Instructions to follow. The word "below" occurs in some lines of the data. Return each such line.

· · · · · · ·

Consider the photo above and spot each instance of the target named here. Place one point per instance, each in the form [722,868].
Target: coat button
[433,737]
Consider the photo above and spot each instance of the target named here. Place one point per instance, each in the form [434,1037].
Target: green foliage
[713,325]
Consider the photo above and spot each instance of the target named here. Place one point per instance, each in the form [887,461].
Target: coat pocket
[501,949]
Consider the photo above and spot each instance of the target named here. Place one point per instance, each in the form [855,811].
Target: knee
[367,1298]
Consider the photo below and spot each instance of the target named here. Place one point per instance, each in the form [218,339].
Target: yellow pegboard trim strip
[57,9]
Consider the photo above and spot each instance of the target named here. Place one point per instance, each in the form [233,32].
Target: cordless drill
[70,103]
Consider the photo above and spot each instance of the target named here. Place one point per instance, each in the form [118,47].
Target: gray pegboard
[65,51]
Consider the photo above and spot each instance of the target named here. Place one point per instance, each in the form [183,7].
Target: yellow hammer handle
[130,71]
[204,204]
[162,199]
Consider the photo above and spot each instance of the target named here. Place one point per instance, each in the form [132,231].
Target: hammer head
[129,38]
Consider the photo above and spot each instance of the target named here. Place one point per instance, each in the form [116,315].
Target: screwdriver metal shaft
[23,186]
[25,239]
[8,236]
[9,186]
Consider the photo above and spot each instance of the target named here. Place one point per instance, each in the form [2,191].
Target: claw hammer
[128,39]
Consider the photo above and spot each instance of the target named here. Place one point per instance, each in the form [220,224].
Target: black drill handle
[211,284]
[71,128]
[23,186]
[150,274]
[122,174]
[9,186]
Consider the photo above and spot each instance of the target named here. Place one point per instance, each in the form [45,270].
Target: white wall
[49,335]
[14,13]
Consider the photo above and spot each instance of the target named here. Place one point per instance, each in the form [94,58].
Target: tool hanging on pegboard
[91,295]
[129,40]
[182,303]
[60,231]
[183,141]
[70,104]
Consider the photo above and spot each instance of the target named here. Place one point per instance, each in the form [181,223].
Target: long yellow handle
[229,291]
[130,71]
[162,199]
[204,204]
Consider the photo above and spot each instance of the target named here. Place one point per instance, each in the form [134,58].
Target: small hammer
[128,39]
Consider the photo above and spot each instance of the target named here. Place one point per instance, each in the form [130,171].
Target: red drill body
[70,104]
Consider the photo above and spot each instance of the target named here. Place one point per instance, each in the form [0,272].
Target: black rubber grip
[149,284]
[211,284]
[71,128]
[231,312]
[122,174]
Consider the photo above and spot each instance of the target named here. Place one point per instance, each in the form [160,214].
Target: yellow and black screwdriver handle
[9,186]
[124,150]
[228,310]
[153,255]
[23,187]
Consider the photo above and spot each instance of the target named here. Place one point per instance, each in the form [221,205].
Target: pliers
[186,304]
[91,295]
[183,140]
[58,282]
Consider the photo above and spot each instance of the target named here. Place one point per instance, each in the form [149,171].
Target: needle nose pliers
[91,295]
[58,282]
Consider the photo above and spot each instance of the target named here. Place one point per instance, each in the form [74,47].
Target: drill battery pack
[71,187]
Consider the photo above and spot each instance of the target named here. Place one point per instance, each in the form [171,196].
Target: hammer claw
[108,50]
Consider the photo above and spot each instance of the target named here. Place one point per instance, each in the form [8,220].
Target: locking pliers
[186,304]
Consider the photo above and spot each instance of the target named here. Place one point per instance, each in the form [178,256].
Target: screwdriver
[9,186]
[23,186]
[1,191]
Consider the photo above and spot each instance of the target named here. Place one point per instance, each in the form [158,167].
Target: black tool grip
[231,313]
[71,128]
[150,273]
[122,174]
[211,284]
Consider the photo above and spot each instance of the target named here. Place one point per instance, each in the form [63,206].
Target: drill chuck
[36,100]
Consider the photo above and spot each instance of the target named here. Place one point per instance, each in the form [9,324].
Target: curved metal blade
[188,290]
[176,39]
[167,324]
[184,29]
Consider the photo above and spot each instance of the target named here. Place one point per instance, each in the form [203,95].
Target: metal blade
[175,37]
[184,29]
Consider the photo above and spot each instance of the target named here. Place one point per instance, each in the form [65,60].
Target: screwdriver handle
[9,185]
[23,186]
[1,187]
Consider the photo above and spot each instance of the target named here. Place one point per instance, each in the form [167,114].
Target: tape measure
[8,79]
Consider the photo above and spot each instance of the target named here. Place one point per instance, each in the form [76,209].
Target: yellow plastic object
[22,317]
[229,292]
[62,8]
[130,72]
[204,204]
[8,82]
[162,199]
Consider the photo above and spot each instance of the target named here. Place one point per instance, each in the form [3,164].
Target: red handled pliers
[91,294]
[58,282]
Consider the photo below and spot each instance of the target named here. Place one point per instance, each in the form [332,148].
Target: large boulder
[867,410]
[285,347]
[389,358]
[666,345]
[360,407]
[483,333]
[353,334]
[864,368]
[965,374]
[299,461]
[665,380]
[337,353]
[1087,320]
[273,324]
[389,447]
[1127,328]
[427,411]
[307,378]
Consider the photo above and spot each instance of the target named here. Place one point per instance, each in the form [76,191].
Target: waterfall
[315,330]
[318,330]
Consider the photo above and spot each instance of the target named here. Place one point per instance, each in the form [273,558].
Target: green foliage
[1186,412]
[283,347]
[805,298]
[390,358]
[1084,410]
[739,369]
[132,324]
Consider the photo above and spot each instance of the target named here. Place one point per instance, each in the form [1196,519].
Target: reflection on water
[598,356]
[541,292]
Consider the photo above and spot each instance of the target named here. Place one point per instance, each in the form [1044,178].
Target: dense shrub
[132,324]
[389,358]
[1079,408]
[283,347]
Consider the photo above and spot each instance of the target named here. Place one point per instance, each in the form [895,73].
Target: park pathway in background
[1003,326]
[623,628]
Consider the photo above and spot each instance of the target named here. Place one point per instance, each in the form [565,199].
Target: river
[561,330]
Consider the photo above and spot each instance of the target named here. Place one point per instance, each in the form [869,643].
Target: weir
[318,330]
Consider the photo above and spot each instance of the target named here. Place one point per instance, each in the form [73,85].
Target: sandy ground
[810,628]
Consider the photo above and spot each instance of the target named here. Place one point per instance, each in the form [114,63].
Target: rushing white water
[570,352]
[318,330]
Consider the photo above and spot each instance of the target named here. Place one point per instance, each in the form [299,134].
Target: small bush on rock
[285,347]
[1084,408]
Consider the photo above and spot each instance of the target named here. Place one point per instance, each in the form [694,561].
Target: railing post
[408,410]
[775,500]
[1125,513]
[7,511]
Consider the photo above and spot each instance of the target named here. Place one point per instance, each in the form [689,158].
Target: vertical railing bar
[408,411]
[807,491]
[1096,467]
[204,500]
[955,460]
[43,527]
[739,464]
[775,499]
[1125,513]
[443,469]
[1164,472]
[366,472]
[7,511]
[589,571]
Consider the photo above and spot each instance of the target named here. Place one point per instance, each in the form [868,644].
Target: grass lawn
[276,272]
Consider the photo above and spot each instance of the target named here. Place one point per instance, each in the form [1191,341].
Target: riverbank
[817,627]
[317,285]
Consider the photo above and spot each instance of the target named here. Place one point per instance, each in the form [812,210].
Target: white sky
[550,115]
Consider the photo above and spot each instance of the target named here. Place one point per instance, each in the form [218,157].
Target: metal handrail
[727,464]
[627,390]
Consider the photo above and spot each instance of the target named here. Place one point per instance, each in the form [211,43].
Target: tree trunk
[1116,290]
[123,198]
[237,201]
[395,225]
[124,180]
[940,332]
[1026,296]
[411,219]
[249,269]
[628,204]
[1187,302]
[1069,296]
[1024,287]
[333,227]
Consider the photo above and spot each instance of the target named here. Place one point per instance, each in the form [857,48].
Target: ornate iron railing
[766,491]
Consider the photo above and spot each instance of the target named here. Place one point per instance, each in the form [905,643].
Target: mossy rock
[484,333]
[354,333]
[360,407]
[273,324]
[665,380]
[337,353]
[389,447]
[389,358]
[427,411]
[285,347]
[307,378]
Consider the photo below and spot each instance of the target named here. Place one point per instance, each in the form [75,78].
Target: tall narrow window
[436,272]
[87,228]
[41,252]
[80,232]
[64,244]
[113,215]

· · · · · · ·

Reply to the task.
Consider the photo below and spot each instance of the target named here. Place one point per instance, each in the form [218,339].
Consider the photo below and spot each instance of the target named here. Place one point per instance, each in the form [332,148].
Consider the photo below and spot each instance of the target named here. Place one point per instance, each in the form [75,78].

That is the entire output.